Return each line in the rows below that contains the string "trace", copied in full.

"""

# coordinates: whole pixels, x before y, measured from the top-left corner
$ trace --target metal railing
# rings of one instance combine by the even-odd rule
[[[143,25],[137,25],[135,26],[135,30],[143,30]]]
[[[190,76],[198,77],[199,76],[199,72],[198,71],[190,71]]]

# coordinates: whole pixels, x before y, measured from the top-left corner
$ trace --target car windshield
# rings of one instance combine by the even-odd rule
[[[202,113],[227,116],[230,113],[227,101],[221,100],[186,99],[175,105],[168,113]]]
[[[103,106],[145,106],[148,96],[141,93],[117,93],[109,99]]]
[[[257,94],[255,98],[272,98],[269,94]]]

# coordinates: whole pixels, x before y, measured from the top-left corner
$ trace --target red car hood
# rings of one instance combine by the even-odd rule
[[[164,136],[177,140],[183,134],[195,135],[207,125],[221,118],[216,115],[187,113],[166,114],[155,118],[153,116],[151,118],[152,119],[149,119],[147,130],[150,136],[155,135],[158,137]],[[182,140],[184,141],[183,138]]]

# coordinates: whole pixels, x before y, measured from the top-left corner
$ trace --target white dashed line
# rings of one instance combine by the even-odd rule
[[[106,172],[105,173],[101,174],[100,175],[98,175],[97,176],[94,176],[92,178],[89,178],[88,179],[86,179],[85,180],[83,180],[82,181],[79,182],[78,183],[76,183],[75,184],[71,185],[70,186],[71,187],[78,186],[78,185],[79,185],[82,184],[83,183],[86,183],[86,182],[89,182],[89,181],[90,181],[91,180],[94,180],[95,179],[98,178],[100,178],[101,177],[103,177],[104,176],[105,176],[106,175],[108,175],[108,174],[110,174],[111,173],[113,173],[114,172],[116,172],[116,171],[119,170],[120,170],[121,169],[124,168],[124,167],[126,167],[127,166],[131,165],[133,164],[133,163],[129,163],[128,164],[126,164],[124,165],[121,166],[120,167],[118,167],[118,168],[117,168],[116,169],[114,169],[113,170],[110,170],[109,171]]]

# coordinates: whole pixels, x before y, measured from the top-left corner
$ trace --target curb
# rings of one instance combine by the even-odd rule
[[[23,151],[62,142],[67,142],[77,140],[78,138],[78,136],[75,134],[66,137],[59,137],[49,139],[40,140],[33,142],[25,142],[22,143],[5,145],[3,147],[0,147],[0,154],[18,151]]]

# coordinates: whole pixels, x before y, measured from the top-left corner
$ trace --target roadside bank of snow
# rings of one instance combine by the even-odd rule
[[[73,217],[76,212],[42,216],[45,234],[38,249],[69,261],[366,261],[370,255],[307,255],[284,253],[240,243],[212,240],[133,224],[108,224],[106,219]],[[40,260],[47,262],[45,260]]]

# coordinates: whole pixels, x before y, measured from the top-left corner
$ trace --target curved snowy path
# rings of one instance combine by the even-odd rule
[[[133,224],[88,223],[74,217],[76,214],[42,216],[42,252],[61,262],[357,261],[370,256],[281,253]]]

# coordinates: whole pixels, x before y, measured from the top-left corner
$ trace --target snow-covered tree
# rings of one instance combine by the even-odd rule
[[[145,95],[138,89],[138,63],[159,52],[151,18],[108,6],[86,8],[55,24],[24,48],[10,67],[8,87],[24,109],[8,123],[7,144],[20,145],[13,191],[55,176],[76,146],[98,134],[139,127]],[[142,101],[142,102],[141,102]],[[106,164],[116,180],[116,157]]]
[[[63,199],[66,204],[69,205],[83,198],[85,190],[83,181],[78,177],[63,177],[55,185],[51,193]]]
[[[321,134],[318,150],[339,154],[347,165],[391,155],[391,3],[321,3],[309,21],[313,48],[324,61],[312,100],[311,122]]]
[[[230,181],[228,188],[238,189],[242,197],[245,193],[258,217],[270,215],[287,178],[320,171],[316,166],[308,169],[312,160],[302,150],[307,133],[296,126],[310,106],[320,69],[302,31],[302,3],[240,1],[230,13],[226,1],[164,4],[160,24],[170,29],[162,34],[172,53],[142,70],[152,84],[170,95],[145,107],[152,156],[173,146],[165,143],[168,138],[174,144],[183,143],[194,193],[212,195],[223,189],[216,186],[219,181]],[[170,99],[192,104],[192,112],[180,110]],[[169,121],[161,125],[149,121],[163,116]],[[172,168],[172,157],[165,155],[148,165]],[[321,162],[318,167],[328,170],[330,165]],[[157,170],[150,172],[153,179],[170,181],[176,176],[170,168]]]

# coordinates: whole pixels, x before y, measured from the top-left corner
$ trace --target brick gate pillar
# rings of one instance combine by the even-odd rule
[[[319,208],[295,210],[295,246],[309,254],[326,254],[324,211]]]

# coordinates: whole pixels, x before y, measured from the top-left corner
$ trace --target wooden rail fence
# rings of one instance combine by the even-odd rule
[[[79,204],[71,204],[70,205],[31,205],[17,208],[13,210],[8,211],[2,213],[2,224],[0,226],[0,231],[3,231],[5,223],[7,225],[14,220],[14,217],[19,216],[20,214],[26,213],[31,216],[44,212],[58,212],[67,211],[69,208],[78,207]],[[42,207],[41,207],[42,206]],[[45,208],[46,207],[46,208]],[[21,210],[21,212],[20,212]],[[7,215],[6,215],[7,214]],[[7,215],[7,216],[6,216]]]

"""

Result of this exercise:
$ trace --target metal railing
$ trace --target car windshield
$ trace --target red car hood
$ trace --target white dashed line
$ trace --target curb
$ trace --target roadside bank of snow
$ trace --target curved snowy path
$ trace --target snow-covered tree
$ trace --target brick gate pillar
$ trace --target wooden rail fence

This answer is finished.